## REQUIREMENTS
Rewrite the GPU mapping notes from "Assembly code of PTX (from" up to and including "RD0 + RD2 (Y[i])", putting "address offset" wherever "byte offset" appears.

## SOURCE EXTRACT
━━━

Since GLSL shaders provide a general way for writing C code in them, if applying a software frame work instead of OpenGL api, then the system can run some data parallel computation on GPU for speeding up and even get CPU and GPU executing simultaneously. Furthmore, any language that allows the code running on the CPU to poll a GPU shader for return values, can create a GPGPU framework [83].

Mapping data in GPU

As previous section GPU, the subset of y[]=a*x[]+y[] array-calculation as follows,

// Invoke DAXPY with 256 threads per Thread Block
__host__
int nblocks = (n+255) / 256;
daxpy<<<nblocks, 256>>>(n, 2.0, x, y);
// DAXPY in CUDA
__device__
void daxpy(int n, double a, double *x, double *y) {
  int i = blockIdx.x*blockDim.x + threadIdx.x;
  if (i < n) y[i] = a*x[i] + y[i];
}
  • name<<<dimGrid, dimBlock>>>(… parameter list …):

    • dimGrid: Number of Blocks in Grid

    • dimBlock: 256 Threads in Block

Assembly code of PTX (from page 300 of Quantitative book)

// code to set VLR, Vector Length Register, to (n % 256)
//   ...
//
shl.u32 R8, blockIdx, 9       ; Thread Block ID * Block size (512)
add.u32 R8, R8, threadIdx     ; R8 = i = my CUDA Thread ID
shl.u32 R8, R8, 3             ; byte offset
setp.neq.s32 P1, RD8, RD3     ; RD3 = n, P1 is predicate register 1
ld.global.f64 RD0, [X+R8]     ; RD0 = X[i]
ld.global.f64 RD2, [Y+R8]     ; RD2 = Y[i]
mul.f64 RD0, RD0, RD4         ; Product in RD0 = RD0 * RD4 (scalar a)
add.f64 RD0, RD0, RD2         ; SuminRD0 = RD0 + RD2 (Y[i])
st.global.f64 [Y+R8], RD0     ; Y[i] = sum (X[i]*a + Y[i])
  • Need to set VLR if PTX has this instruction. Otherwise, set lane-mask in the similar way of the code below.

__device__
void lane-mask-ex( double *X, double *Y, double *Z) {
  if (X[i] != 0)
    X[i] = X[i] – Y[i];
  else X[i] = Z[i];
}

Assembly code of Vector Processor

LV V1,Rx         ;load vector X into V1
LV V2,Ry         ;load vector Y
L.D F0,#0        ;load FP zero into F0
SNEVS.D V1,F0    ;sets VM(i) to 1 if V1(i)!=F0
SUBVV.D V1,V1,V2 ;subtract under vector mask
SV V1,Rx         ;store the result in X

Assembly code of PTX (modified code from refering page 208 - 302 of Quantitative book)

━━━

## SOURCE MATERIAL
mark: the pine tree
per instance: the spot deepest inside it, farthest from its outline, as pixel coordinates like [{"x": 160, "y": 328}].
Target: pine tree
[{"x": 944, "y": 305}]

━━━

## REPLY TO THE EXERCISE
Assembly code of PTX (from page 300 of Quantitative book)

// code to set VLR, Vector Length Register, to (n % 256)
//   ...
//
shl.u32 R8, blockIdx, 9       ; Thread Block ID * Block size (512)
add.u32 R8, R8, threadIdx     ; R8 = i = my CUDA Thread ID
shl.u32 R8, R8, 3             ; address offset
setp.neq.s32 P1, RD8, RD3     ; RD3 = n, P1 is predicate register 1
ld.global.f64 RD0, [X+R8]     ; RD0 = X[i]
ld.global.f64 RD2, [Y+R8]     ; RD2 = Y[i]
mul.f64 RD0, RD0, RD4         ; Product in RD0 = RD0 * RD4 (scalar a)
add.f64 RD0, RD0, RD2         ; SuminRD0 = RD0 + RD2 (Y[i])